Task requirements:
Find each line in the records below that contains the string "people", and copy every such line; matches must respect case.

Task input:
-- start --

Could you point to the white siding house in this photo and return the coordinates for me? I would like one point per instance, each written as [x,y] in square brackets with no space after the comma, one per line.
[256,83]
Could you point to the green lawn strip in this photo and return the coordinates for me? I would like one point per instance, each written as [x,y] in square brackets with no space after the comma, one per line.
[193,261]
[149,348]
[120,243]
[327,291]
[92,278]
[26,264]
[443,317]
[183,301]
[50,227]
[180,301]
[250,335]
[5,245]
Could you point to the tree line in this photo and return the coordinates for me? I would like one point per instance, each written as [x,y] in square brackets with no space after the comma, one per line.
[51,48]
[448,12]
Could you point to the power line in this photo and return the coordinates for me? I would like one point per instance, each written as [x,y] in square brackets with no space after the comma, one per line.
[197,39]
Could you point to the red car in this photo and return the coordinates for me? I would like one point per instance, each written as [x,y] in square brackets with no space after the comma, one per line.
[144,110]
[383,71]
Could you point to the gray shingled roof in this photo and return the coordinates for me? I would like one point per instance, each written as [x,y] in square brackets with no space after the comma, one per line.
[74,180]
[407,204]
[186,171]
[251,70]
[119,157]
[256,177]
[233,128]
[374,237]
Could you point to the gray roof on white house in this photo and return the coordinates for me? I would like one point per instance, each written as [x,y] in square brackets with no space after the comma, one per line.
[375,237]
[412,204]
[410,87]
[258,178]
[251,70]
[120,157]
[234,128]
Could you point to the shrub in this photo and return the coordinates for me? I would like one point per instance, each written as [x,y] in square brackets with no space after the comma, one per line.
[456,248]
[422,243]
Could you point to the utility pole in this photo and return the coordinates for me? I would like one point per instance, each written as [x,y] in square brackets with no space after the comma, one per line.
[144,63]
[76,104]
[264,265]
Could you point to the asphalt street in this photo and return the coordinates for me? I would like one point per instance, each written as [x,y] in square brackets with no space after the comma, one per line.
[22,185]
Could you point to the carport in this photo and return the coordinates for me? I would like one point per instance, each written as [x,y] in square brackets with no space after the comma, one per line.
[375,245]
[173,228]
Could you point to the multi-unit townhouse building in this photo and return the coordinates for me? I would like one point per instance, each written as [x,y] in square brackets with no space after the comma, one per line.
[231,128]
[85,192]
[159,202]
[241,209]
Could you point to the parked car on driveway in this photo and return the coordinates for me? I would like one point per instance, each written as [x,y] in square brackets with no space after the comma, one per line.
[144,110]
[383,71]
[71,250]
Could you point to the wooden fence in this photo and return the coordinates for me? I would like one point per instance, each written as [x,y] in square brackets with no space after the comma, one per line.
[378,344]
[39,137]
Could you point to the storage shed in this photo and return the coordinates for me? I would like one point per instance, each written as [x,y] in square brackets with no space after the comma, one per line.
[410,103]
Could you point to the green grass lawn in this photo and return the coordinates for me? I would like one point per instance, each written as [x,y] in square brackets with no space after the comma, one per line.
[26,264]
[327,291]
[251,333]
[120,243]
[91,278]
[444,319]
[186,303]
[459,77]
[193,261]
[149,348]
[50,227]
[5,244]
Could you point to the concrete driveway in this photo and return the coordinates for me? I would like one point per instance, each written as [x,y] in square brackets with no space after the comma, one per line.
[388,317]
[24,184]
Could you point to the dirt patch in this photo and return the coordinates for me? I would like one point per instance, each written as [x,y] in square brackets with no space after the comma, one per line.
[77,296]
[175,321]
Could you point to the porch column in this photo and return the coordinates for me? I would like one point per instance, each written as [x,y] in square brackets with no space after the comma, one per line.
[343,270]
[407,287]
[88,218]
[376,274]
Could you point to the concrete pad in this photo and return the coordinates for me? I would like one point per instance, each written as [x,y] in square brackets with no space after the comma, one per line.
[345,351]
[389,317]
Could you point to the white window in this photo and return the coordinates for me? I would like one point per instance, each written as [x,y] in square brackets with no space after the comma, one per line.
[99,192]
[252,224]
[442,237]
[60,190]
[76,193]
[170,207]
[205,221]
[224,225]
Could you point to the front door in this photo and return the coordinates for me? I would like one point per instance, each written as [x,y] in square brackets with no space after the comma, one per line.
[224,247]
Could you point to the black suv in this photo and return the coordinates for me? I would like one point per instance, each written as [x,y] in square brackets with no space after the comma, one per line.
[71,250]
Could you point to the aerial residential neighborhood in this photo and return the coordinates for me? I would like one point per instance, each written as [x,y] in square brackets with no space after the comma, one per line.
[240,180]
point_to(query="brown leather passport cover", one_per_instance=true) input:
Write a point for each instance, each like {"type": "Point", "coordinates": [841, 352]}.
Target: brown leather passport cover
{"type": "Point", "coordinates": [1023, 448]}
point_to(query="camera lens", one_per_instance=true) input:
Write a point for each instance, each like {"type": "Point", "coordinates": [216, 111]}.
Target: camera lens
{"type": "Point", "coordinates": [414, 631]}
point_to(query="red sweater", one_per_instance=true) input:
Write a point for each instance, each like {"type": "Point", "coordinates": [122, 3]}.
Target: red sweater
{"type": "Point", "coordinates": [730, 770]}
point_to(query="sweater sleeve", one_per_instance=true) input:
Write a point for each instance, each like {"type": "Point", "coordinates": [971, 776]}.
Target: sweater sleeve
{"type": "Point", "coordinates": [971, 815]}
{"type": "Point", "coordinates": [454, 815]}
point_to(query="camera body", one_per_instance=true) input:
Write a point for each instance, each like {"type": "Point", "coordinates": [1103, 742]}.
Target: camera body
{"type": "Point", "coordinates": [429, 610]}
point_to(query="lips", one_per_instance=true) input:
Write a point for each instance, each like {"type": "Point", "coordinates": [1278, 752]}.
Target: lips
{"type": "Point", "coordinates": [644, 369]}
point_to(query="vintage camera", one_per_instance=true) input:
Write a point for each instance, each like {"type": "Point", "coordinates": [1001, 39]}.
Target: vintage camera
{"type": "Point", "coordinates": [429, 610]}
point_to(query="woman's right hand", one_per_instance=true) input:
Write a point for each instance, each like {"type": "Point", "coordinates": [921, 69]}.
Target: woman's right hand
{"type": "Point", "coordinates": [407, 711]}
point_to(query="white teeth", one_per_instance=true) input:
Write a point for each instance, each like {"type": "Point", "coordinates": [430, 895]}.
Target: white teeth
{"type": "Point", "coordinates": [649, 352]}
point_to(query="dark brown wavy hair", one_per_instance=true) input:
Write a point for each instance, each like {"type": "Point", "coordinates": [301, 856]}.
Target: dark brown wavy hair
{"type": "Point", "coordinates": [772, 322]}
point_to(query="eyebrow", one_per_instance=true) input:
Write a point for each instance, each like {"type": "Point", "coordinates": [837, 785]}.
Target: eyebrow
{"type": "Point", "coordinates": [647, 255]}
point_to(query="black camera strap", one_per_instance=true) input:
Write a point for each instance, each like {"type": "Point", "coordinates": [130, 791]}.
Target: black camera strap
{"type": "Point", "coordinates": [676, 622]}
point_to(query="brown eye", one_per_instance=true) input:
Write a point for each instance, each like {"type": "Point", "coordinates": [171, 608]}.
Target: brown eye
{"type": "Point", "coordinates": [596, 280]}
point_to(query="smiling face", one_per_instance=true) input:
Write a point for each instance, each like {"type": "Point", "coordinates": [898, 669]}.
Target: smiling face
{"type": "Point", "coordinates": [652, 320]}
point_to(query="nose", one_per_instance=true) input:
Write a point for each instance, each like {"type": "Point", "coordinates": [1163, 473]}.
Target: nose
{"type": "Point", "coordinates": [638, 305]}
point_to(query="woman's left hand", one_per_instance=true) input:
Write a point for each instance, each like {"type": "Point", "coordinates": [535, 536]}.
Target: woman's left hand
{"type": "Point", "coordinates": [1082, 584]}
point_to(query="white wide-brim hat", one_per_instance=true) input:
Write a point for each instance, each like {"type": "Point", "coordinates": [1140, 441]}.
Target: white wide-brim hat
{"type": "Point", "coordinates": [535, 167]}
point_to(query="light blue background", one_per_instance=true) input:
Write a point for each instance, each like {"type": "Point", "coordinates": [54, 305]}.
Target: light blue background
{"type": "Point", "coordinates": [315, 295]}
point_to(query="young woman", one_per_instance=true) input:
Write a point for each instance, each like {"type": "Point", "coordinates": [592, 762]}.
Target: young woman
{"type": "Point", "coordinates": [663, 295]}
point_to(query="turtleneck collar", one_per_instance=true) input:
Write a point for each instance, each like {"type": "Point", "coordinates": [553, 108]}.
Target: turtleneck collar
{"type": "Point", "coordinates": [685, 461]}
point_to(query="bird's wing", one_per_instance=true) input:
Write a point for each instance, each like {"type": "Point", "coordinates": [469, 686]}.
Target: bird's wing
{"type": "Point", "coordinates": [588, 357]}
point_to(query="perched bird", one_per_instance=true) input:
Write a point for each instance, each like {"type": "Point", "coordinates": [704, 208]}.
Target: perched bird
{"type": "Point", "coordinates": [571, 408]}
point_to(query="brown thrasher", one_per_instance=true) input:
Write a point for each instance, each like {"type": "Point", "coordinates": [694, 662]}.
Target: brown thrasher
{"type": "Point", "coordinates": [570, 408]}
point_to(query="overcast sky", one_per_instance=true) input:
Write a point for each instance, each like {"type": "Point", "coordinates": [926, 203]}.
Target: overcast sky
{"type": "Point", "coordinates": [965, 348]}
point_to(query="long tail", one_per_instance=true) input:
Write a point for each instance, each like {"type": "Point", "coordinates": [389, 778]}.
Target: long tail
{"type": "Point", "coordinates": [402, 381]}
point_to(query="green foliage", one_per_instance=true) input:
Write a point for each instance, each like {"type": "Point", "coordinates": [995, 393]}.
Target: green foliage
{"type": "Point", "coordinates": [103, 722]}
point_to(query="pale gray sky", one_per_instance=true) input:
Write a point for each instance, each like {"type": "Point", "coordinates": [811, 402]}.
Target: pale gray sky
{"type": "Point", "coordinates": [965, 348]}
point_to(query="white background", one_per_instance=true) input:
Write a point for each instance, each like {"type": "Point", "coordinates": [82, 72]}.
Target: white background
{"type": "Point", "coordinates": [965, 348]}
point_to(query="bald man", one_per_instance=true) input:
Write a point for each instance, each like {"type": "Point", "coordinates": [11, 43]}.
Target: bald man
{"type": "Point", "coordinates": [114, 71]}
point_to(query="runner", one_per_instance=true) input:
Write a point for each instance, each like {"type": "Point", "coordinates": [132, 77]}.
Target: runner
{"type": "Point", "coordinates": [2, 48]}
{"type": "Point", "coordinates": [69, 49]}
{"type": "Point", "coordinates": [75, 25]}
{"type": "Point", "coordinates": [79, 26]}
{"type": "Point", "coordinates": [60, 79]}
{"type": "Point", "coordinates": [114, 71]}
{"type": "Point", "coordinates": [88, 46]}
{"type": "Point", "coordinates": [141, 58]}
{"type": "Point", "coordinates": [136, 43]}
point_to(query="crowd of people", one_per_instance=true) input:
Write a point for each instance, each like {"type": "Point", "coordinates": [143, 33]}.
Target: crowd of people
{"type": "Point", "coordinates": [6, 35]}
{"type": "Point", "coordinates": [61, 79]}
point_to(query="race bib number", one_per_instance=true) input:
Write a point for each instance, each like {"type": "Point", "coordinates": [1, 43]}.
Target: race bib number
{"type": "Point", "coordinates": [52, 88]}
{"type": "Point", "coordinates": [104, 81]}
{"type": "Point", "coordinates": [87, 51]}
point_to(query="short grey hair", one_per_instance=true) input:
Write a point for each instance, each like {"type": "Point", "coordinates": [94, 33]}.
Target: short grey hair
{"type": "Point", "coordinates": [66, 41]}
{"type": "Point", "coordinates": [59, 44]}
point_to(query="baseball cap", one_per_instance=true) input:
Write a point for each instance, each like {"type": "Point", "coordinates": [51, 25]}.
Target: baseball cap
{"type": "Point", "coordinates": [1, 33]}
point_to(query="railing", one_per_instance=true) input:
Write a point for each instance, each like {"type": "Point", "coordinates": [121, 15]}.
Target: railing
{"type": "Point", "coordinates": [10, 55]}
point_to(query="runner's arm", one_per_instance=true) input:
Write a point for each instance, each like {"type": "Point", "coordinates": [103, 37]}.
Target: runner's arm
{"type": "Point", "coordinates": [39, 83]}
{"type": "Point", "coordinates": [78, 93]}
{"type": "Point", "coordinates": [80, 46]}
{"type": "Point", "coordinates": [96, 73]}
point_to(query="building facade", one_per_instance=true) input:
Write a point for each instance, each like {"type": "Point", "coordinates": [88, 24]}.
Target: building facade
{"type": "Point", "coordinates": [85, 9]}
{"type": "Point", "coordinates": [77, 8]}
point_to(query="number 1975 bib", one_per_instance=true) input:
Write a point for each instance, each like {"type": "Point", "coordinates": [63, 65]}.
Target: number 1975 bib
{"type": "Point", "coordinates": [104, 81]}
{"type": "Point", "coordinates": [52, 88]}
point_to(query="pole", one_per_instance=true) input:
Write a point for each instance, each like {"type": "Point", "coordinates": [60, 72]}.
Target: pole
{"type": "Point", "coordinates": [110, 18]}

-- end --

Full output:
point_to(query="crowd of people", one_per_instance=true) input:
Target: crowd of people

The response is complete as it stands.